MovieLens-20M^{Footnote 1} is a widely used benchmark dataset. It includes nearly 20 million explicit historical rating records on the MovieLens website.

Last-FM^{Footnote 2} consists of nearly 93,000 musician listens from 2,000 users of the Last.fm online music system.

Book-crossing^{Footnote 3} is a dataset containing book ratings and reviews. This dataset contains 1 million book item rating records.

In view of the datasets’ explicit feedback nature, we converted them into implicit feedback by categorizing positive ratings as 1 and negative ratings as 0. For the MovieLens-20M dataset, we considered ratings of 4 or higher as positive, while for the other datasets, we did not set any specific threshold. Our selection criterion for each dataset required the inclusion of users with a minimum of ten interactions to ensure data quality.

In addition to the records of user-item interactions, we also require a corresponding item knowledge graph. We utilize project knowledge graphs provided by KGCN [24], which have been constructed using Microsoft Satori.^{Footnote 4} The summary statistics of the three datasets and the knowledge graphs associated with them are shown in Table 2.

Table 2 Statistics of datasets

Full size table

Recall: the proportion of correctly recommended Top-N items that are of real interest to the user out of the total number of items that the user interacted with, with the formula shown in Formula (15):

$$\begin{aligned} recall@k =\frac{\sum _{u \in U}|R(u) \cap T(u)|}{\sum _{u \in U}|T(u)|} \end{aligned}$$

(15)

where R(u) represents the element recommendation list generated by the model for user u, while T(u) denotes the set of elements with which user u has genuinely interacted in the test dataset.

NDGC: It not only considers the percentage of correctly recommended items but also takes into account the position of recommended items that are of interest to the user within the recommendation list. A higher numerical value indicates better performance, as shown in Formula (16).

$$\begin{aligned} ndcg@k =\frac{1}{n} \sum _{i=1}^{N} \frac{2^{\textrm{rel}_{i}}-1}{\log _{2}(i+1)} \end{aligned}$$

(16)

$rel_i$ represents the user’s rating for the i-th item, and $\log _2(i+1)$ is a position-dependent decreasing weight.

- - -

Challenge A - Edit the records by swapping "gravel ground" for "dirt ground", leaving everything else unchanged. Begin at the line that has "Where can the gravel" and stop after the line that has "<point>417,643</point>", and give back only those lines.

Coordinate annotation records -
- - -

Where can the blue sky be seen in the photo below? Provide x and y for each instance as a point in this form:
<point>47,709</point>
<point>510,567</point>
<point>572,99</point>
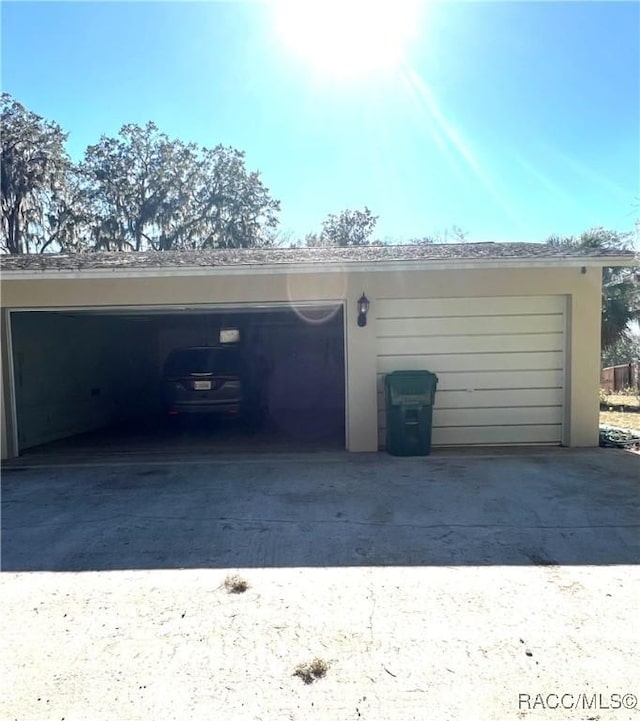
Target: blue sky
<point>512,120</point>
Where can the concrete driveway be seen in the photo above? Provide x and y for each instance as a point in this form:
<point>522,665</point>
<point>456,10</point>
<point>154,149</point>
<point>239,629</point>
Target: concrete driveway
<point>463,585</point>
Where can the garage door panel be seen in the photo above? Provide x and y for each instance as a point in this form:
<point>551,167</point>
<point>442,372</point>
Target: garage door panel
<point>494,380</point>
<point>488,435</point>
<point>490,398</point>
<point>423,345</point>
<point>444,307</point>
<point>465,362</point>
<point>499,325</point>
<point>491,435</point>
<point>500,364</point>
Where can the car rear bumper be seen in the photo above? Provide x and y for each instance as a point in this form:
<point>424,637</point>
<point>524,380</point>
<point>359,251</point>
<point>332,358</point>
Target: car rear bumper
<point>221,408</point>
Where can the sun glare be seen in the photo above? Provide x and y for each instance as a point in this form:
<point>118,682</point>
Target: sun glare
<point>346,38</point>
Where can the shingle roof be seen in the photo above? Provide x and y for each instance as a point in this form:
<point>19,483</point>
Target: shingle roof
<point>298,256</point>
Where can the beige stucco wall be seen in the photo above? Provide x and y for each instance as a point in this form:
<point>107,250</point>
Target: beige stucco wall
<point>583,291</point>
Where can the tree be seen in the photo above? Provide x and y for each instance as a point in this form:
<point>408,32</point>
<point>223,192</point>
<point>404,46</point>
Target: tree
<point>620,286</point>
<point>625,350</point>
<point>149,192</point>
<point>455,234</point>
<point>34,172</point>
<point>348,228</point>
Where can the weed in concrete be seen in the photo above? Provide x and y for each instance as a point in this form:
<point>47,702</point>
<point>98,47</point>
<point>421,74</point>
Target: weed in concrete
<point>312,671</point>
<point>236,584</point>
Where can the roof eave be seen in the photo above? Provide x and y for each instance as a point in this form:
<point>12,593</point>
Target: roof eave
<point>330,267</point>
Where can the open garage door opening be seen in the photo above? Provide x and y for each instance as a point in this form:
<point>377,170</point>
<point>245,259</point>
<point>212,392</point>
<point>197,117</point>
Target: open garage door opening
<point>196,380</point>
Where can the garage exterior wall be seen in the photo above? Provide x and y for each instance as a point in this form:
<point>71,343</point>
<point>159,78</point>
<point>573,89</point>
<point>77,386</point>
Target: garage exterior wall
<point>581,289</point>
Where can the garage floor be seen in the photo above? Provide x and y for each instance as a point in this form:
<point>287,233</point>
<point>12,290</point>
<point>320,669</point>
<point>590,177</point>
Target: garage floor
<point>189,437</point>
<point>454,586</point>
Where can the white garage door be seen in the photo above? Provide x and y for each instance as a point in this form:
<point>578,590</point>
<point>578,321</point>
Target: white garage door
<point>500,364</point>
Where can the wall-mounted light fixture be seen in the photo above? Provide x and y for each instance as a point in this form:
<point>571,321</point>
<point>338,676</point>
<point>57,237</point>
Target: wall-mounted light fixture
<point>363,309</point>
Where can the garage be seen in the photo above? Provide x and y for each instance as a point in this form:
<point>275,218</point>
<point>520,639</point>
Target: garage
<point>97,376</point>
<point>500,364</point>
<point>511,329</point>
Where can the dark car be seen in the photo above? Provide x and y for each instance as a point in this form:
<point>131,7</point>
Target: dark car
<point>206,379</point>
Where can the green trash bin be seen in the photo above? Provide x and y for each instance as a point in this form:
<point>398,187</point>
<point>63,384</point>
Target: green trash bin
<point>409,397</point>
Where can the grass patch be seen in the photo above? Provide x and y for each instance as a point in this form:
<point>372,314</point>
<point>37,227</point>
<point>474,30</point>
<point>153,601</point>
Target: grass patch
<point>312,671</point>
<point>236,584</point>
<point>620,419</point>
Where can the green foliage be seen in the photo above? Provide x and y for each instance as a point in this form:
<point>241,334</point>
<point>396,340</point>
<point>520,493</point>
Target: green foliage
<point>620,286</point>
<point>150,192</point>
<point>455,234</point>
<point>625,350</point>
<point>35,174</point>
<point>348,228</point>
<point>137,191</point>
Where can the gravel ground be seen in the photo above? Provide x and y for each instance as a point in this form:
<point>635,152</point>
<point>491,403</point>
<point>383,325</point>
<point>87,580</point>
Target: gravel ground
<point>417,643</point>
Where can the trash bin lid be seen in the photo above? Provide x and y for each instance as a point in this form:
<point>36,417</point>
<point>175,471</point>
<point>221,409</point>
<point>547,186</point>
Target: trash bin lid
<point>414,385</point>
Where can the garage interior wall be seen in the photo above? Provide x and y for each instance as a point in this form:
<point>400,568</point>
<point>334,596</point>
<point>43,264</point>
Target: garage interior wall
<point>75,374</point>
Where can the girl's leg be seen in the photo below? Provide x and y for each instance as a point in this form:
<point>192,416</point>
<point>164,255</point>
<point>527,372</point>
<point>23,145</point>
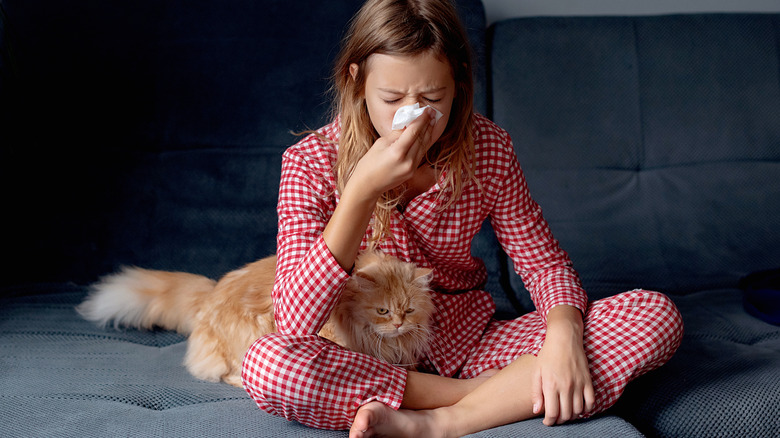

- - -

Challenge B - Proceed with the text on recommendation datasets and metrics from the point where it stops.

Exercise output A -
Where can the dirt ground be seen in the photo above? Provide x and y for each instance as a point in this form:
<point>635,152</point>
<point>491,403</point>
<point>383,325</point>
<point>87,580</point>
Target: dirt ground
<point>417,643</point>

Exercise output B -
In this paper, our dataset will be partitioned into a train set and a test set in an 8:2 ratio. To generate negative samples, items without any positive ratings will be chosen at random and paired with each positive interaction. Our metrics will be recall@N and ndcg@N to assess the performance of the item recommendation and user preference ranking models. To determine the hyperparameters, we will optimize recall@20 on the test set, with a default value of N=20.

4.2 Baselines

We compared BIKAGCN with the following baselines on the same dataset and metrics to demonstrate its superiority. The details are as follows:

$\bullet $ MF [6]: The model is a common recommender systems algorithm that performs recommendations by decomposing the user-item interaction matrix into two low-rank matrices.

$\bullet $ CKE [41]: The model a typical regularisation-based approach that uses semantic embeddings obtained from TransR to enhance the matrix decomposition.

$\bullet $ NGCF [40]: The model uses standard GCN to capture synergistic signals from user-item interaction graphs, effectively placing synergistic signals in the representation of user and item.

$\bullet $ KGCN [24]: The model is a recommender systems algorithm based on knowledge graph, which embeds the entities and relationships in the knowledge graph into the recommendation model to improve the accuracy and effectiveness of recommendations.

$\bullet $ KGAT [21]: The model alternates between training recommendations and knowledge graph embedding. All structural and semantic information is obtained from a combination of the user-item graph and the item knowledge graph.

$\bullet $ LightGCN [22]: The model is an efficient GCN-based model that abandons the feature transformation and non-linear activation operations in the GCN that are not useful for recommendations.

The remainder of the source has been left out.